====== RECORDS FOR THE EXERCISE

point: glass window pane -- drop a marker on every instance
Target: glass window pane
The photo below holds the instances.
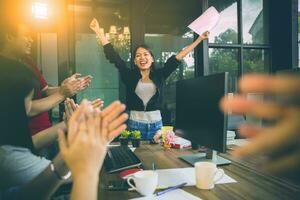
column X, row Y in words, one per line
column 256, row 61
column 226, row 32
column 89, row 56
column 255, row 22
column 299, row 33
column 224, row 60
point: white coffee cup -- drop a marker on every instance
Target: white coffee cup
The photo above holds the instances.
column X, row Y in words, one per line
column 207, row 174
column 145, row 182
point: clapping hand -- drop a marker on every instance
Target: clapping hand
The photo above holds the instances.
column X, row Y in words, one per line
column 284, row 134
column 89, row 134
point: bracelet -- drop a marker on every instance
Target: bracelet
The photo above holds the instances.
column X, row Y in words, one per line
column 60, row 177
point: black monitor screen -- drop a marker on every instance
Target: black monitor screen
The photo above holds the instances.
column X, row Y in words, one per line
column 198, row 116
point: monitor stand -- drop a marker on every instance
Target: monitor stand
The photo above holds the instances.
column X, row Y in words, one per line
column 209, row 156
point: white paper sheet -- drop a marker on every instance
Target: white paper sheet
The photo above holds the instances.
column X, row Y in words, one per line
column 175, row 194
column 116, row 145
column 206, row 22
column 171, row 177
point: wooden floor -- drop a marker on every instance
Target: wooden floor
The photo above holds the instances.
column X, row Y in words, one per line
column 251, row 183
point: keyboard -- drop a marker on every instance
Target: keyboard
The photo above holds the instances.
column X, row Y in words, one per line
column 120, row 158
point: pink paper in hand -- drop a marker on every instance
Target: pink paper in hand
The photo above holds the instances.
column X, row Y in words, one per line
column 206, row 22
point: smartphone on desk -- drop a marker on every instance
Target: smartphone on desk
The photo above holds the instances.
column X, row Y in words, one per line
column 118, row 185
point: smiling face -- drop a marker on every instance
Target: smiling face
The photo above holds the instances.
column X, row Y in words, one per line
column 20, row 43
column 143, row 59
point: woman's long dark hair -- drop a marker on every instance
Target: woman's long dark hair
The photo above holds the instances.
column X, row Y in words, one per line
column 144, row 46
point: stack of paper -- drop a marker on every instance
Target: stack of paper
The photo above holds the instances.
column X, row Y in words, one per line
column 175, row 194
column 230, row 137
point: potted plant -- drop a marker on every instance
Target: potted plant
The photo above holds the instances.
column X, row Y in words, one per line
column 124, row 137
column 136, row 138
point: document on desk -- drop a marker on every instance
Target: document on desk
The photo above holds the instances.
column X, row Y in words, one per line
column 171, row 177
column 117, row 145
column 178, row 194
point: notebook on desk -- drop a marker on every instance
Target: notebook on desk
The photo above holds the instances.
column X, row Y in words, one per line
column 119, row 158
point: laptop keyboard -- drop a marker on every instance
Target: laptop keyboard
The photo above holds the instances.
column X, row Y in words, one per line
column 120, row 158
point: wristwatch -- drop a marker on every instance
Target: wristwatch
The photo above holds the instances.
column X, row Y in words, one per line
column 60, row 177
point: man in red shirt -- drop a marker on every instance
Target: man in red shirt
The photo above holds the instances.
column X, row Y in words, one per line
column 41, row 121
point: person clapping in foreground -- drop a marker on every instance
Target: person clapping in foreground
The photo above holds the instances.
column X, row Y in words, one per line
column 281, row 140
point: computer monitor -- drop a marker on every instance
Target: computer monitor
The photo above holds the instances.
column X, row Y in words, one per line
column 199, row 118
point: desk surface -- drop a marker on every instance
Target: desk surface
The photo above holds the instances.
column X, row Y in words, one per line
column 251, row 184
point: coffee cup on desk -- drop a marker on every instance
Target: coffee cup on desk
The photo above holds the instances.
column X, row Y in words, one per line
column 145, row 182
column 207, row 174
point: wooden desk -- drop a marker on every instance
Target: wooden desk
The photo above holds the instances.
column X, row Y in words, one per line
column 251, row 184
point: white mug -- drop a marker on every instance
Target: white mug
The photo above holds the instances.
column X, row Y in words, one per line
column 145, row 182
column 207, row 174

============
====== RECORDS FOR THE EXERCISE

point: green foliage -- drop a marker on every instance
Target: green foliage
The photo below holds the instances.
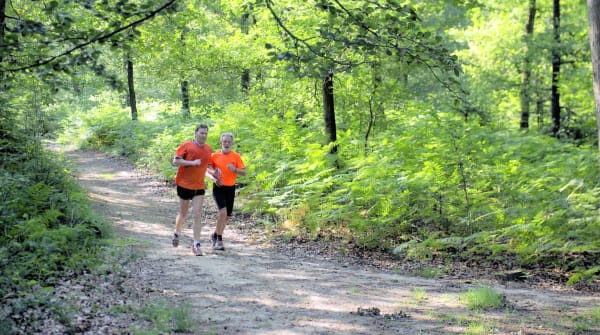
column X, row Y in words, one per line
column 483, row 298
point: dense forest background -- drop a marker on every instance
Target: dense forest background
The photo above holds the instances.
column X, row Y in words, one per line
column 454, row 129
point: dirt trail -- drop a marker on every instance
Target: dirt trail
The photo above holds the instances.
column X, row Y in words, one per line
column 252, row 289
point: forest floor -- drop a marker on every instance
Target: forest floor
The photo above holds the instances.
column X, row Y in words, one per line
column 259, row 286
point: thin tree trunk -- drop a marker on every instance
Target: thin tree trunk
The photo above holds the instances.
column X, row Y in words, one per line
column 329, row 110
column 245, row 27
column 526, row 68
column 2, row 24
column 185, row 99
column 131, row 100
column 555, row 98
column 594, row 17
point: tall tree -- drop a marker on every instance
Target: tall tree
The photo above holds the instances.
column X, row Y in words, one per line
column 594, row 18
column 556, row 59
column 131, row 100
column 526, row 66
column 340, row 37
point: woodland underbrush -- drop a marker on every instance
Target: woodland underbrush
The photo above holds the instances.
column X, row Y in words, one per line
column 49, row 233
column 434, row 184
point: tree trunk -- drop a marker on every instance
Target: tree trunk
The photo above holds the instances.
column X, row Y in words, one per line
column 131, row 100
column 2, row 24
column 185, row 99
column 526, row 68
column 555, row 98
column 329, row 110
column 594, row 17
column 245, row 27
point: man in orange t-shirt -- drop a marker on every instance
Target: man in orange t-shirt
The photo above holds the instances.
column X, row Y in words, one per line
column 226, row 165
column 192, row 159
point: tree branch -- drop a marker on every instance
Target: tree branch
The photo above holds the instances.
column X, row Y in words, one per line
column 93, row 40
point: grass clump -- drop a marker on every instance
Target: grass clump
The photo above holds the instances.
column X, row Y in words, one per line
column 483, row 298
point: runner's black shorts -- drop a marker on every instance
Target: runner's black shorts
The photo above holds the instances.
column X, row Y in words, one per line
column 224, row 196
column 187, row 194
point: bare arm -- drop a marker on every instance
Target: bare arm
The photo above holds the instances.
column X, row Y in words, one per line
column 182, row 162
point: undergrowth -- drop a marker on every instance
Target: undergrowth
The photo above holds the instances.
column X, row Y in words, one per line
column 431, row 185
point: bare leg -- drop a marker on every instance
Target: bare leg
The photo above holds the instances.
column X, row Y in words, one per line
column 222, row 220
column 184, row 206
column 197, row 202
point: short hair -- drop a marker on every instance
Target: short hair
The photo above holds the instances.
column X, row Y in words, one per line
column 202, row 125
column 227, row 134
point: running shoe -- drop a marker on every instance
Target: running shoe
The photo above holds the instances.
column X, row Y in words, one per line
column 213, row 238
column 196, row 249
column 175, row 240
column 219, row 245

============

### SHORT TASK
Reproduce, word for word, the lines of the records that begin with the line containing "point: tall tree" and continue through the line containing "column 227, row 134", including both of those lines.

### RESULT OF THIS EXERCISE
point: tall tree -- drop a marker on every instance
Target: tall tree
The photo above holds the instances.
column X, row Y in words, one per line
column 594, row 18
column 556, row 59
column 131, row 100
column 526, row 66
column 340, row 37
point: woodland underbrush -- drop a marker on every instance
Target: woodland underbrush
The photo above holds the instances.
column X, row Y in words, one per line
column 49, row 233
column 434, row 184
point: tree trunk -- drop a marker on every instance
Target: tree trunk
The photo above holds the instances.
column X, row Y in words, one per line
column 131, row 100
column 2, row 24
column 185, row 99
column 526, row 68
column 555, row 98
column 329, row 110
column 594, row 17
column 245, row 27
point: man in orange t-shirt -- drop a marker on every instance
Target: man in orange t-shirt
The photo above holds the instances.
column X, row Y in words, one per line
column 226, row 165
column 192, row 159
point: tree branch -- drop a marker on every instance
Target: tree branch
The photo above holds the instances.
column X, row Y in words, one per line
column 93, row 40
point: grass clump -- drop a marker on every instance
Target: grass clump
The photo above holds the instances.
column X, row Y in words, one per line
column 483, row 298
point: runner's black shorts -- drop a marker on every instance
Target: runner's black shorts
The photo above holds the instances.
column X, row Y in words, one per line
column 224, row 196
column 187, row 194
point: bare arm -- drop a marker on every instance
Target: bare arm
The photo above holds the instances.
column X, row Y in words, one per line
column 182, row 162
point: undergrowth -- drop a marker on every instance
Target: undergrowth
The photo above holds the instances.
column X, row Y in words, one per line
column 431, row 185
point: bare leg -- drop a marker on every instance
Target: bare leg
The photo above holds the instances.
column X, row Y in words, one per line
column 222, row 220
column 184, row 206
column 197, row 202
point: short hair -- drop a marker on every instance
Target: short hair
The photo above holds the instances.
column X, row Y in words, one per line
column 202, row 125
column 227, row 134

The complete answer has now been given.